▸ **Page extract**:

My cousin, Jerry, and his wife, Glenda, had 2 sons.  Tragedy struck and both sons died with in a short time of each other.  


Here is her story: (This is Part 1, Part 2 will be posted next Friday)


Justin Mark Ferguson 1-11-81-10-6-96

In Dec 1994, Justin, (12) was diagnosed with Acute Myeloid Leukemia.  This was a very devastating day for all of us. 

Justin has severe tonsillitis in Nov.’94.  The doctors had run routine blood test, but they did not come back routine.  There were indicators that we were not sure of.  We were sent to Texas Children’s hospital where they finally diagnosed the cancer.  Justin was given a 50-50 chance of survival.  We immediately started chemo and planned our stay for 30 days.  

We spent Christmas’94 in the Holiday Inn across the street from the hospital.  My husband, Jerry, my other son, Jeremy, my mom, and I tried to make it special for Justin.  Justin had so many mouth sores from the chemo that he just couldn’t eat.  Food smells made him sick, so we made sure that we ate away from him.  All he wanted was dill pickles and coke in glass bottles.  I remember driving around downtown Houston looking for them. 

Thank goodness we have a wonderful family.  Everyone took turns staying with Justin.  My dad and mom, Grady, and Nelda, would stay for a few days, and then my mother-in-law, Mary, would trade out.  Jerry and I would stay as much as we could, but it was good for Justin for a change.  My niece, Sarah, asked to take her finals early so that she could stay with him before Christmas.  Adam, my nephew, was Justin’s constant companion.

(Saved entries)
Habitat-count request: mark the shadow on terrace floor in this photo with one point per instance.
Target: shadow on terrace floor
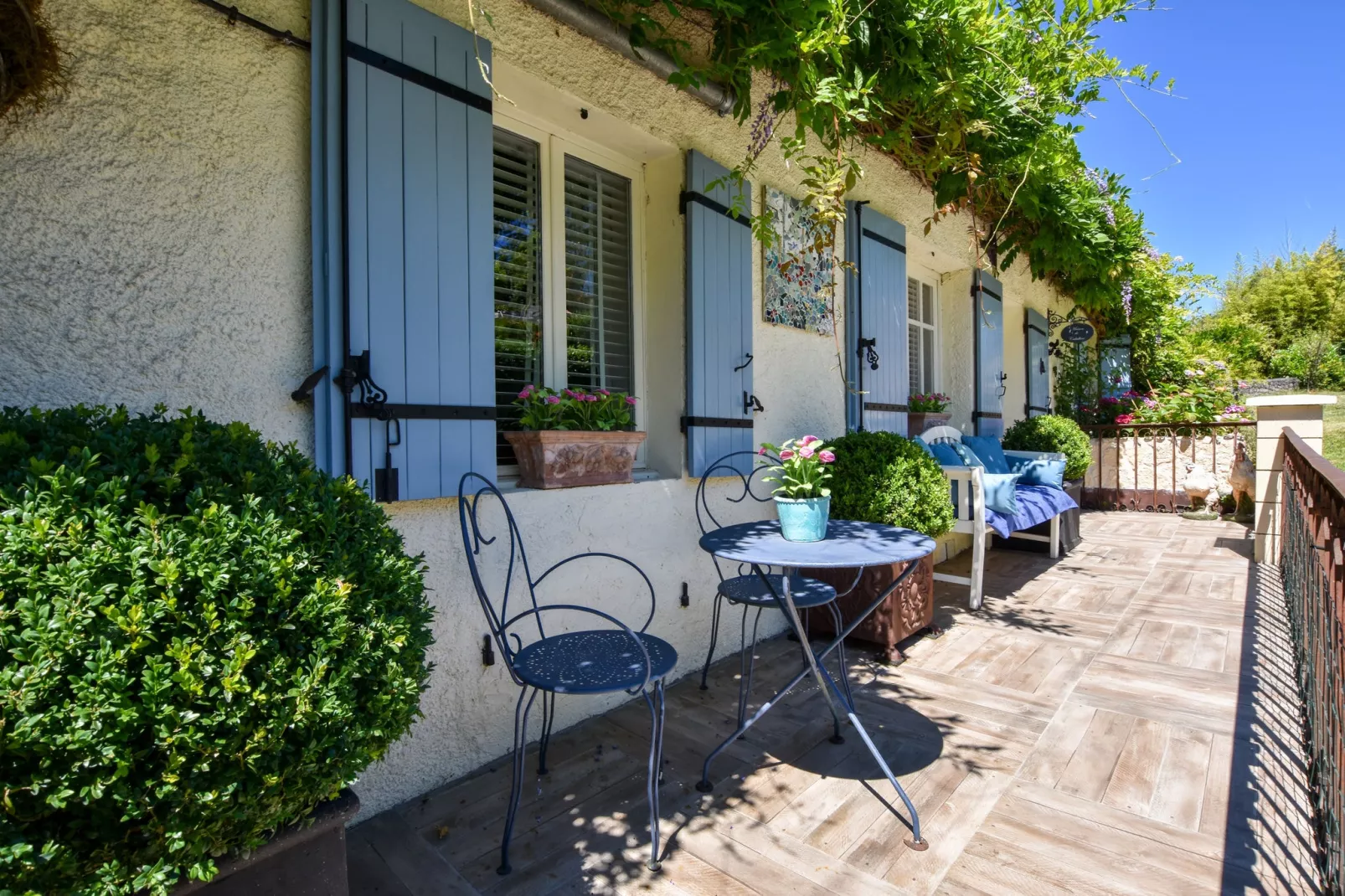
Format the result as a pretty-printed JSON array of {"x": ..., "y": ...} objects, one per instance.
[{"x": 1105, "y": 724}]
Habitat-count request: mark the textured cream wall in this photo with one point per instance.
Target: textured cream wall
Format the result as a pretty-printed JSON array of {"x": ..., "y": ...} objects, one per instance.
[
  {"x": 153, "y": 225},
  {"x": 153, "y": 246}
]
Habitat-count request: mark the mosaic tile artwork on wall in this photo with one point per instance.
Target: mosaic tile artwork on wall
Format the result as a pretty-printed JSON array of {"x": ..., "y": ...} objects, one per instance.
[{"x": 798, "y": 275}]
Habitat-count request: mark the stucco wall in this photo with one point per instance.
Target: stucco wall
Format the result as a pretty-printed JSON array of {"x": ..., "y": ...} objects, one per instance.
[{"x": 153, "y": 246}]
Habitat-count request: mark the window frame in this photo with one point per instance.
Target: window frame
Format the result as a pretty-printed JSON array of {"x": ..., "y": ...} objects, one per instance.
[
  {"x": 928, "y": 279},
  {"x": 554, "y": 144}
]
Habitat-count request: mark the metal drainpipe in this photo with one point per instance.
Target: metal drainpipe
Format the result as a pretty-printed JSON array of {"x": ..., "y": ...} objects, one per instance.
[{"x": 597, "y": 26}]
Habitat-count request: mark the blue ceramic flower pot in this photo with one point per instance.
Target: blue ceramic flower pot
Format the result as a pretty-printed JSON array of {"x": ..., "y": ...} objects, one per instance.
[{"x": 803, "y": 518}]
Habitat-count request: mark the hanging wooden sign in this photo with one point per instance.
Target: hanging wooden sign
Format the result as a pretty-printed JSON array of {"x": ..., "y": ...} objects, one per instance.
[{"x": 1078, "y": 332}]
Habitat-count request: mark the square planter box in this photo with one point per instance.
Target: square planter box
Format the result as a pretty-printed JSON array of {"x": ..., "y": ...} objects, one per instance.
[
  {"x": 905, "y": 611},
  {"x": 563, "y": 459},
  {"x": 301, "y": 860}
]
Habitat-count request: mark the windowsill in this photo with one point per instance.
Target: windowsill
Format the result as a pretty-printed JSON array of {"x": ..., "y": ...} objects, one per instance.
[{"x": 508, "y": 485}]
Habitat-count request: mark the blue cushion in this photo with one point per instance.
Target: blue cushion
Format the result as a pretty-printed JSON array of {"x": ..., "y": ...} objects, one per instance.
[
  {"x": 967, "y": 455},
  {"x": 945, "y": 455},
  {"x": 990, "y": 452},
  {"x": 1041, "y": 471},
  {"x": 1000, "y": 490},
  {"x": 1036, "y": 505}
]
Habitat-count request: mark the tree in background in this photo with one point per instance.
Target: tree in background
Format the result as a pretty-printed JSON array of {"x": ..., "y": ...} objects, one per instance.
[{"x": 1275, "y": 306}]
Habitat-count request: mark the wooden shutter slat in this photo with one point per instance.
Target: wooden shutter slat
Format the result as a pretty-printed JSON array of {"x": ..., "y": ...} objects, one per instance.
[
  {"x": 989, "y": 354},
  {"x": 719, "y": 323}
]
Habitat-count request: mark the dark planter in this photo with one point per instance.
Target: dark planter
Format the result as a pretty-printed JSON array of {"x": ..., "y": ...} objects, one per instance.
[
  {"x": 905, "y": 611},
  {"x": 297, "y": 862},
  {"x": 1069, "y": 536}
]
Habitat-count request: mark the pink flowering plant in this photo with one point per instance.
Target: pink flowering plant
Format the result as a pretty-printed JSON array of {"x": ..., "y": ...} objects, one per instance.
[
  {"x": 803, "y": 468},
  {"x": 928, "y": 403},
  {"x": 575, "y": 409}
]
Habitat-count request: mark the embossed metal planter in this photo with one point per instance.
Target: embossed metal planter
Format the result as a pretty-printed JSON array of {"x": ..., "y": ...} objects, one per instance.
[
  {"x": 903, "y": 614},
  {"x": 920, "y": 420},
  {"x": 564, "y": 459}
]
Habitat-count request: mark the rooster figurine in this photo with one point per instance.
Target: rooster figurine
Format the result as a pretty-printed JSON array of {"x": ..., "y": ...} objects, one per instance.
[{"x": 1242, "y": 479}]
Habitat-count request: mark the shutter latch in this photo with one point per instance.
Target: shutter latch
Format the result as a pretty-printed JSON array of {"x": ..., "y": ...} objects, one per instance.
[{"x": 868, "y": 350}]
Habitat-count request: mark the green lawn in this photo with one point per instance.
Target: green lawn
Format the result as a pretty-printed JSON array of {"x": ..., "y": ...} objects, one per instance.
[{"x": 1333, "y": 444}]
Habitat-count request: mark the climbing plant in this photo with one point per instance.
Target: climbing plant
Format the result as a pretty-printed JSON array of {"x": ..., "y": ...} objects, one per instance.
[{"x": 978, "y": 100}]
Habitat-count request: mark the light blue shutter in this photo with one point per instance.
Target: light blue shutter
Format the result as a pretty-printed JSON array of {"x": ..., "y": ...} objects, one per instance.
[
  {"x": 1038, "y": 363},
  {"x": 1114, "y": 359},
  {"x": 876, "y": 245},
  {"x": 420, "y": 248},
  {"x": 719, "y": 317},
  {"x": 987, "y": 296}
]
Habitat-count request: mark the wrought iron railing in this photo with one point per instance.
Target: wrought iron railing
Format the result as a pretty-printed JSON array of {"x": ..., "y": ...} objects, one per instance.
[
  {"x": 1143, "y": 466},
  {"x": 1313, "y": 568}
]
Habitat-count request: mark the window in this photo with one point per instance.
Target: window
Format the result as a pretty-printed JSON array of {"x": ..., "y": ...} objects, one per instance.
[
  {"x": 565, "y": 270},
  {"x": 920, "y": 335}
]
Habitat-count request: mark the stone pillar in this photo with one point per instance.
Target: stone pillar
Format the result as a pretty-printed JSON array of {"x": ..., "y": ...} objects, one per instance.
[{"x": 1274, "y": 415}]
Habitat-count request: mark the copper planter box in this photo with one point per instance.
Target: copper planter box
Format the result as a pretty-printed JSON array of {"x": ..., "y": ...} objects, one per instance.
[
  {"x": 905, "y": 611},
  {"x": 563, "y": 459}
]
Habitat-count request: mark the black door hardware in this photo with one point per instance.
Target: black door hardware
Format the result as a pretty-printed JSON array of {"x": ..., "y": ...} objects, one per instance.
[
  {"x": 868, "y": 350},
  {"x": 306, "y": 389}
]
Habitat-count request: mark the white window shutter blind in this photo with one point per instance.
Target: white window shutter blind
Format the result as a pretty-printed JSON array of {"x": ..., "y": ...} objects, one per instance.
[{"x": 880, "y": 343}]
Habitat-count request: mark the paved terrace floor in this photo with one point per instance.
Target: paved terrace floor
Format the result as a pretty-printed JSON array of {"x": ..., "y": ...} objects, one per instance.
[{"x": 1118, "y": 721}]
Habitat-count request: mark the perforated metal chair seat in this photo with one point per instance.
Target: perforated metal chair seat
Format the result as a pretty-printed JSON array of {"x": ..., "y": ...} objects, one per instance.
[
  {"x": 750, "y": 590},
  {"x": 592, "y": 662}
]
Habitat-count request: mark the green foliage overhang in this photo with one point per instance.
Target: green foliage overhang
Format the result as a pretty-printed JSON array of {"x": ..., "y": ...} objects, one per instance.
[{"x": 977, "y": 99}]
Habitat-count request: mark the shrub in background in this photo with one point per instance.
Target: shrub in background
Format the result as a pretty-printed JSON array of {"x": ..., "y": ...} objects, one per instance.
[
  {"x": 1314, "y": 359},
  {"x": 1052, "y": 432},
  {"x": 880, "y": 476},
  {"x": 202, "y": 636}
]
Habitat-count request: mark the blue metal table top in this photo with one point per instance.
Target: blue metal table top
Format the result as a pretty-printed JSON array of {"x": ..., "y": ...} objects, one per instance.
[{"x": 848, "y": 543}]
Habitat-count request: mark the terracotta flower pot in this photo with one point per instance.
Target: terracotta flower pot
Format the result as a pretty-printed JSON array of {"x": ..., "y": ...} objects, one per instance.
[
  {"x": 563, "y": 459},
  {"x": 920, "y": 420},
  {"x": 304, "y": 860}
]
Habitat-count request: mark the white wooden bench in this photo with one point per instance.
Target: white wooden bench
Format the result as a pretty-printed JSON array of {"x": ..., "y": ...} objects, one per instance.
[{"x": 970, "y": 510}]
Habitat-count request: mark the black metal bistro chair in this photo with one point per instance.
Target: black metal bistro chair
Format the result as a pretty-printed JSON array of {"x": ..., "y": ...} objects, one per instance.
[
  {"x": 596, "y": 661},
  {"x": 741, "y": 587}
]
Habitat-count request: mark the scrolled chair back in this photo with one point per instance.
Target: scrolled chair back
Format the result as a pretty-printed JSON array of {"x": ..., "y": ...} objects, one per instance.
[{"x": 477, "y": 494}]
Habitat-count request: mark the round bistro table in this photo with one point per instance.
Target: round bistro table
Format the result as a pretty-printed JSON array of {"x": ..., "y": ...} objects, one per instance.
[{"x": 848, "y": 543}]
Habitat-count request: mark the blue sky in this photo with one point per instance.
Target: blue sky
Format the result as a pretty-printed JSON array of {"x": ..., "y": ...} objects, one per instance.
[{"x": 1260, "y": 132}]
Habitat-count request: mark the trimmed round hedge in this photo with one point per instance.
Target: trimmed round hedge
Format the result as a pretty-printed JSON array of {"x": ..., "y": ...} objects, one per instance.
[
  {"x": 202, "y": 636},
  {"x": 880, "y": 476},
  {"x": 1051, "y": 432}
]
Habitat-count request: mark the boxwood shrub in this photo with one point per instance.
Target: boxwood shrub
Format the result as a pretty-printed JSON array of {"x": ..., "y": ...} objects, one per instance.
[
  {"x": 202, "y": 636},
  {"x": 880, "y": 476},
  {"x": 1051, "y": 432}
]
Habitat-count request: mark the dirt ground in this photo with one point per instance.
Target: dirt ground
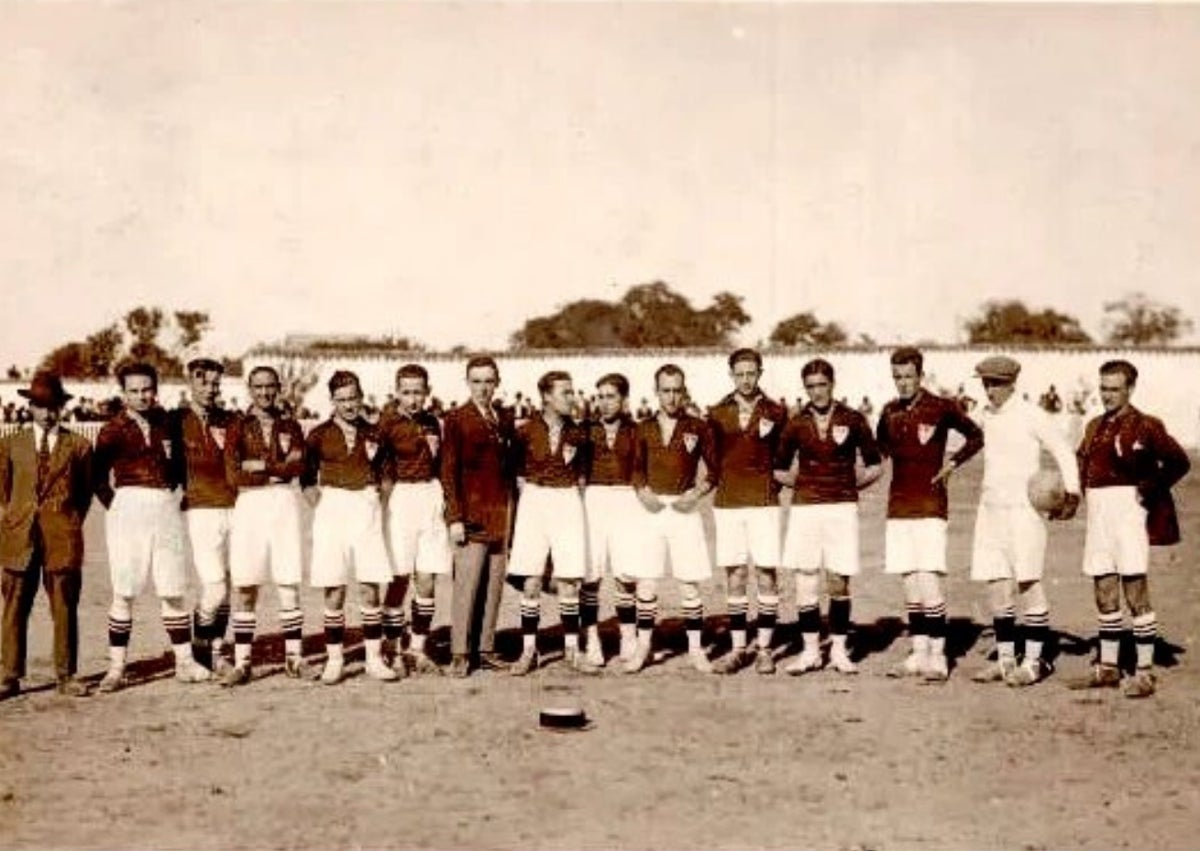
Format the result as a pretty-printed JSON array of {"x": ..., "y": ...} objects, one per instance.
[{"x": 675, "y": 759}]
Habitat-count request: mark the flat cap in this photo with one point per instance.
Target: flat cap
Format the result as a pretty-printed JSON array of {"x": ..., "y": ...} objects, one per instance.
[{"x": 999, "y": 366}]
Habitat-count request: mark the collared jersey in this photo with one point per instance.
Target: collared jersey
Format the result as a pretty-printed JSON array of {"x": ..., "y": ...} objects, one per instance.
[
  {"x": 827, "y": 461},
  {"x": 1131, "y": 449},
  {"x": 413, "y": 444},
  {"x": 1014, "y": 436},
  {"x": 611, "y": 465},
  {"x": 199, "y": 454},
  {"x": 747, "y": 454},
  {"x": 913, "y": 433},
  {"x": 247, "y": 442},
  {"x": 540, "y": 463},
  {"x": 331, "y": 462},
  {"x": 125, "y": 457},
  {"x": 670, "y": 468}
]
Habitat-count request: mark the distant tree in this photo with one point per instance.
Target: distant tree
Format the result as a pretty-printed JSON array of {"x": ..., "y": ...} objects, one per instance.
[
  {"x": 1014, "y": 323},
  {"x": 648, "y": 316},
  {"x": 1137, "y": 321},
  {"x": 804, "y": 329}
]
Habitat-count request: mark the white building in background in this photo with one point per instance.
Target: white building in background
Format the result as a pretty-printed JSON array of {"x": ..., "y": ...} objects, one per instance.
[{"x": 1169, "y": 384}]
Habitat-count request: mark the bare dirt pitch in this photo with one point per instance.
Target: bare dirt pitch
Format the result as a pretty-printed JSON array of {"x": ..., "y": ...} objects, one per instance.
[{"x": 673, "y": 760}]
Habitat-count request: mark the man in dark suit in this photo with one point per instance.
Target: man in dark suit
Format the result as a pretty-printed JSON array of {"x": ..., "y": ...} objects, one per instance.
[
  {"x": 478, "y": 487},
  {"x": 45, "y": 496}
]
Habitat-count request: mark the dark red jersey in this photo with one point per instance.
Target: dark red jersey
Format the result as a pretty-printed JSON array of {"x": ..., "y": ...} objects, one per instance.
[
  {"x": 913, "y": 433},
  {"x": 747, "y": 454},
  {"x": 611, "y": 451},
  {"x": 331, "y": 462},
  {"x": 671, "y": 468},
  {"x": 413, "y": 444},
  {"x": 126, "y": 457},
  {"x": 538, "y": 462},
  {"x": 827, "y": 461},
  {"x": 198, "y": 450},
  {"x": 249, "y": 442}
]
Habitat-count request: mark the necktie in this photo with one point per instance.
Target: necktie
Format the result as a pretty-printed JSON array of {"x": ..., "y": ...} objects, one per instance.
[{"x": 43, "y": 457}]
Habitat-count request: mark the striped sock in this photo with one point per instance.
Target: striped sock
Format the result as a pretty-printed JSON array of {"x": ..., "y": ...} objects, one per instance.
[
  {"x": 292, "y": 623},
  {"x": 839, "y": 616},
  {"x": 1006, "y": 634},
  {"x": 423, "y": 618},
  {"x": 1037, "y": 630},
  {"x": 119, "y": 630},
  {"x": 647, "y": 615},
  {"x": 694, "y": 622},
  {"x": 1111, "y": 625},
  {"x": 935, "y": 627},
  {"x": 739, "y": 607},
  {"x": 569, "y": 613},
  {"x": 244, "y": 625},
  {"x": 531, "y": 613},
  {"x": 768, "y": 616},
  {"x": 1145, "y": 635},
  {"x": 808, "y": 622}
]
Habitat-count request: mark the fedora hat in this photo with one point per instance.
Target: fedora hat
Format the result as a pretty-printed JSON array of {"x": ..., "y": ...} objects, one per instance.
[{"x": 46, "y": 390}]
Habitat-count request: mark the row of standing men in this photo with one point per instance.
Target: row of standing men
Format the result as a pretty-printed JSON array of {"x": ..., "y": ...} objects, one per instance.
[{"x": 481, "y": 497}]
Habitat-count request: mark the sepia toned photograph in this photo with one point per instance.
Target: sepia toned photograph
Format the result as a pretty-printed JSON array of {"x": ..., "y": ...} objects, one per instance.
[{"x": 599, "y": 425}]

▸ **Questions on the material**:
A) In the story about Justin, what chance of survival was Justin given?
B) Reproduce word for word the passage of the story about Justin that opens with the words containing "In Dec 1994, Justin, (12)" and closes with "for 30 days.".

▸ **Results of the tasks**:
A) A 50-50 chance.

B)
In Dec 1994, Justin, (12) was diagnosed with Acute Myeloid Leukemia.  This was a very devastating day for all of us. 

Justin has severe tonsillitis in Nov.’94.  The doctors had run routine blood test, but they did not come back routine.  There were indicators that we were not sure of.  We were sent to Texas Children’s hospital where they finally diagnosed the cancer.  Justin was given a 50-50 chance of survival.  We immediately started chemo and planned our stay for 30 days.